Entries supplied>
* Begin *

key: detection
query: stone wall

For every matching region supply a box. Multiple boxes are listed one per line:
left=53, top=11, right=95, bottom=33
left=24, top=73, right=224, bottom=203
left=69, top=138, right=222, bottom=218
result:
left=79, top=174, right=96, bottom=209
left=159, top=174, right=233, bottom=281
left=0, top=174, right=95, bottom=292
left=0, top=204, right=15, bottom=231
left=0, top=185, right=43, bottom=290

* End *

What you have to do>
Pick out every line in the items above that contains the string "left" and copy each one. Match case exactly.

Task answer>
left=53, top=11, right=95, bottom=33
left=24, top=73, right=224, bottom=203
left=69, top=138, right=222, bottom=218
left=79, top=174, right=96, bottom=209
left=159, top=174, right=233, bottom=281
left=0, top=174, right=95, bottom=292
left=0, top=204, right=15, bottom=231
left=0, top=185, right=43, bottom=290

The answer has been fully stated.